── The data ──

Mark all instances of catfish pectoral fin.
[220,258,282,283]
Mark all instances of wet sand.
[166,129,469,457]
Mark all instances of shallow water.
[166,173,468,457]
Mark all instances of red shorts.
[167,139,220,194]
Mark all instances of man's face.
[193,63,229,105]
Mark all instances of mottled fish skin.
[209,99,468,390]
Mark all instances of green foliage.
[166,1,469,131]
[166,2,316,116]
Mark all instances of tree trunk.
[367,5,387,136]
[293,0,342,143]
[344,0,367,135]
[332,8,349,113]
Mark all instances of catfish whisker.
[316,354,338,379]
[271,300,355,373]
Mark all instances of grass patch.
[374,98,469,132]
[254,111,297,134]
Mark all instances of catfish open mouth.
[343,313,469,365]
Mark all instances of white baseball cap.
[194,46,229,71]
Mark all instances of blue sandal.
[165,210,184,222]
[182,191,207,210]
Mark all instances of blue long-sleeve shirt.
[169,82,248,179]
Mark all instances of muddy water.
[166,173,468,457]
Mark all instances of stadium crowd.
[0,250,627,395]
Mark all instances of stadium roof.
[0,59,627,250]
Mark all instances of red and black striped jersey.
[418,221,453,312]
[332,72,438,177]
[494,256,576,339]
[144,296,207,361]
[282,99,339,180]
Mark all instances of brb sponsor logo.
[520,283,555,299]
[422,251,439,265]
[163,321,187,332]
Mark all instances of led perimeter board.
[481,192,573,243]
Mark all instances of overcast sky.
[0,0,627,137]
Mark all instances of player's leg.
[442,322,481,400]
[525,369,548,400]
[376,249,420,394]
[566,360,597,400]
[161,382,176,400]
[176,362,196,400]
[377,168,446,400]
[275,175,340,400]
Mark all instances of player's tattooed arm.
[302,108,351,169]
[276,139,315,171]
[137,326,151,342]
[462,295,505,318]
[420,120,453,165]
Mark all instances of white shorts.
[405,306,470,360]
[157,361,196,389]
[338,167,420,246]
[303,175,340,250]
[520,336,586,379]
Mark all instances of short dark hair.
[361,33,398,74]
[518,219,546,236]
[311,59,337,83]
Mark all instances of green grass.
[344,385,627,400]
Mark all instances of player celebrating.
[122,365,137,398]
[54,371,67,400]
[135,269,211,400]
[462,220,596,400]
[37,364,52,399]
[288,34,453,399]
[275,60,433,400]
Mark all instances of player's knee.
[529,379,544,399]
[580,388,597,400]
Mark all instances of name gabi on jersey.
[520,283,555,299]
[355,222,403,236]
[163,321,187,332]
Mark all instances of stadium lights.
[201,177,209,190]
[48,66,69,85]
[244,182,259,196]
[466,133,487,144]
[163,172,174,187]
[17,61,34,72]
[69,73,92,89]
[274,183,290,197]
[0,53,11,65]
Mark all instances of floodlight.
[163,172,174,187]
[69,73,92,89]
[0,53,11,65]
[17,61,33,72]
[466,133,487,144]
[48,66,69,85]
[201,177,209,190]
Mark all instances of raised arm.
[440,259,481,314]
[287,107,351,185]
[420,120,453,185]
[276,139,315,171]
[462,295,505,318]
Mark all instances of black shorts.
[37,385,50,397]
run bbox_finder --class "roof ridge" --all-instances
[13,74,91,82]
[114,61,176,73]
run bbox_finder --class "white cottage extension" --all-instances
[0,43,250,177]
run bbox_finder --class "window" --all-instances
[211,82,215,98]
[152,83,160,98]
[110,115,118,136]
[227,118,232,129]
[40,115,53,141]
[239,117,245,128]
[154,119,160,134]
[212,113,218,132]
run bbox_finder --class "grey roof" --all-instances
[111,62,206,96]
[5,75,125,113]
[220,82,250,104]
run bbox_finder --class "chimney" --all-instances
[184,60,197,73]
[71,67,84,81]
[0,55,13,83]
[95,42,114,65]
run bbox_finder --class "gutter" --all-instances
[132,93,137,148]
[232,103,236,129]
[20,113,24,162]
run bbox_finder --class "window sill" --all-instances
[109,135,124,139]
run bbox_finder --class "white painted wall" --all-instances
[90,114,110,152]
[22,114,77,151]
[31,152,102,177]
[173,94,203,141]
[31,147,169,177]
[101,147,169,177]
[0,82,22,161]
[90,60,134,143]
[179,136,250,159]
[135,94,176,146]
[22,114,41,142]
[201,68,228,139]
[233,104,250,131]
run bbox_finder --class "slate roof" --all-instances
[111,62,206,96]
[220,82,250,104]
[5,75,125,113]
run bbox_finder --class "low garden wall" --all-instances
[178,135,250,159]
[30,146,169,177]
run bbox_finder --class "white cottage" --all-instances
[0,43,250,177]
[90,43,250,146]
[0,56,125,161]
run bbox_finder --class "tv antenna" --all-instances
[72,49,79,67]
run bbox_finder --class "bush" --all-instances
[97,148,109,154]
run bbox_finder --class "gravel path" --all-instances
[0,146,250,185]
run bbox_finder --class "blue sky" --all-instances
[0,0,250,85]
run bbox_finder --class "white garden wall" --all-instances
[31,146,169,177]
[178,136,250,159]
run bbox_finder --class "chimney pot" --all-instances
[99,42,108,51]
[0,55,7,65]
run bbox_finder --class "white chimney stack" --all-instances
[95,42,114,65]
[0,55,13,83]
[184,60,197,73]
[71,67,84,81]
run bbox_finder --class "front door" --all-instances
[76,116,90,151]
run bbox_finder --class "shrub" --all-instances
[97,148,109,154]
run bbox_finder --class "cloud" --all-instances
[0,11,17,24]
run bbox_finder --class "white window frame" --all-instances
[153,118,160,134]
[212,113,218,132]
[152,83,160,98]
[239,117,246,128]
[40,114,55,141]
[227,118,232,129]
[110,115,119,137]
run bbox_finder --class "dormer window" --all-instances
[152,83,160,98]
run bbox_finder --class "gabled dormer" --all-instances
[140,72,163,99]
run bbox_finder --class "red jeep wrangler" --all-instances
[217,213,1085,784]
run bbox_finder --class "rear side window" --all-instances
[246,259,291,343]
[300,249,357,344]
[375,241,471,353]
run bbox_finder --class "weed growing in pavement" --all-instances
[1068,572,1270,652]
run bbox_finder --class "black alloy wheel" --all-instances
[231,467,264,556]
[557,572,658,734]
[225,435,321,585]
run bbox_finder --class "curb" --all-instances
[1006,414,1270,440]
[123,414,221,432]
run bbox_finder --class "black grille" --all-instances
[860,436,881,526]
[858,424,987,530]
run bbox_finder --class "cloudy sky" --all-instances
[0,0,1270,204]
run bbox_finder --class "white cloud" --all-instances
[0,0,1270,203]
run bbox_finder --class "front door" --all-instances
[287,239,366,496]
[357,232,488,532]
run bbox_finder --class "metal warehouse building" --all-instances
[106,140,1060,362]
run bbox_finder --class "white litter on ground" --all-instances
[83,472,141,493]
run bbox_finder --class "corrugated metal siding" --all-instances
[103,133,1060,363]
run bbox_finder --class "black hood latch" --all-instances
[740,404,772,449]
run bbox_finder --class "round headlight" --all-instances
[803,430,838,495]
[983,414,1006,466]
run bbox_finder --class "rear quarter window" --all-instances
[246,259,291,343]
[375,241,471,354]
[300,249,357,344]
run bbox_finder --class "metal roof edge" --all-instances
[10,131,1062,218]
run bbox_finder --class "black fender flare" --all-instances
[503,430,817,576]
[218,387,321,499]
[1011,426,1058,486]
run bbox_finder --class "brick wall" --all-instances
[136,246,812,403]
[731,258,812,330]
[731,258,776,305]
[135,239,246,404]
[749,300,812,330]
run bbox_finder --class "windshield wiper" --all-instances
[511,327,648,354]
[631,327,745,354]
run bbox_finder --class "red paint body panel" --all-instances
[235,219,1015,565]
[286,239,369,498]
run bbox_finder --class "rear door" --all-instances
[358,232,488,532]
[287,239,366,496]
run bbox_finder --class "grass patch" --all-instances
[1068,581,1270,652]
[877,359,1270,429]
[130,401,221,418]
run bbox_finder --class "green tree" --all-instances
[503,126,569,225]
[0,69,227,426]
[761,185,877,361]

───

**Stated task:**
Copy the listing from its first line through the line containing "[271,300,355,373]", replacing "shallow water" with "clear water" and keeping everything else the same.

**Solved exercise:**
Mark all instances of catfish pectoral fin.
[220,258,282,283]
Mark all instances of wet sand.
[166,129,469,457]
Mark all instances of clear water.
[166,173,468,457]
Mark all instances of red shorts.
[167,139,220,194]
Mark all instances of man's face.
[193,63,229,105]
Mark all instances of mottled fish skin.
[209,99,468,390]
Mark all instances of green foliage.
[166,1,469,131]
[166,2,316,116]
Mark all instances of tree trunk.
[367,5,387,136]
[293,0,342,143]
[344,0,367,135]
[332,8,349,113]
Mark all instances of catfish whisker.
[316,354,338,379]
[271,300,355,373]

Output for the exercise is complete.